PASSAGE
------------------------------------

Simon Muhia v Eunice Muthoni Kuria & another; Hotstar Investments Limited (Affected Party) & Registrar of Companies (Interested Party) [2020] eKLR

Court: High Court of Kenya at Nairobi, Milimani Law Courts, Commercial and Tax Division

Category: Civil

Judge(s): D. S. Majanja J.

Judgment Date: September 14, 2020

Country: Kenya

Document Type: PDF

Number of Pages: 3

 Case Summary    Full Judgment     


IN THE HIGH COURT OF KENYA AT NAIROBI
MILIMANI LAW COURTS
COMMERCIAL AND TAX DIVISION
CORAM: D. S. MAJANJA J.

------------------------------------

Collected data
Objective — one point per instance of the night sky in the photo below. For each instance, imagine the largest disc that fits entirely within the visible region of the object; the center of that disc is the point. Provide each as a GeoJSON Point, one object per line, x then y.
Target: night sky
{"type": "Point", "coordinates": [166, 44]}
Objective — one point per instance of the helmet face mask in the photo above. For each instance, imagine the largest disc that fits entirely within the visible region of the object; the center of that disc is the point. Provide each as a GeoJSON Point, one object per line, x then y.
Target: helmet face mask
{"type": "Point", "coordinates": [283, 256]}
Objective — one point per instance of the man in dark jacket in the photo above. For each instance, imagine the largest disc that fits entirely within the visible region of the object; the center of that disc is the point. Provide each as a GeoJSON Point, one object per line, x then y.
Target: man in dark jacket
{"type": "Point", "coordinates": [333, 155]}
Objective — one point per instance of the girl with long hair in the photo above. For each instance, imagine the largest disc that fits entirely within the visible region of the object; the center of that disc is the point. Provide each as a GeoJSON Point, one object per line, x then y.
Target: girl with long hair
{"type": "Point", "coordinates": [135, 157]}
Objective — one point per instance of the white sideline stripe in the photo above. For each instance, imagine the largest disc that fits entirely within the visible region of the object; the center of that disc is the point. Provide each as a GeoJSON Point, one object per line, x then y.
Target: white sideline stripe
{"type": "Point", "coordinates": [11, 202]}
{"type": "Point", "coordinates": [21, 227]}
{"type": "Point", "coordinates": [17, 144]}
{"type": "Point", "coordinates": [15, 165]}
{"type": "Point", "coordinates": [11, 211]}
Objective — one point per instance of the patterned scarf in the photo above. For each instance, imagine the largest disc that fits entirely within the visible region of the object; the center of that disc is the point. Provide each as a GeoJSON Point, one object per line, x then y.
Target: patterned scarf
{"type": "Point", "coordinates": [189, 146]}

------------------------------------

WRITTEN INSTRUCTION A
According to the court header, on what date was the judgment delivered?
WRITTEN INSTRUCTION B
Show every line of the entries that contains the string "sideline". Matches must have the same capitalization.
The court header and the entries come from separate sources.

TASK OUTPUT A
September 14, 2020

TASK OUTPUT B
Objective — one point per instance of the white sideline stripe in the photo above. For each instance, imagine the largest disc that fits entirely within the visible region of the object; the center of that disc is the point. Provide each as a GeoJSON Point, one object per line, x then y.
Target: white sideline stripe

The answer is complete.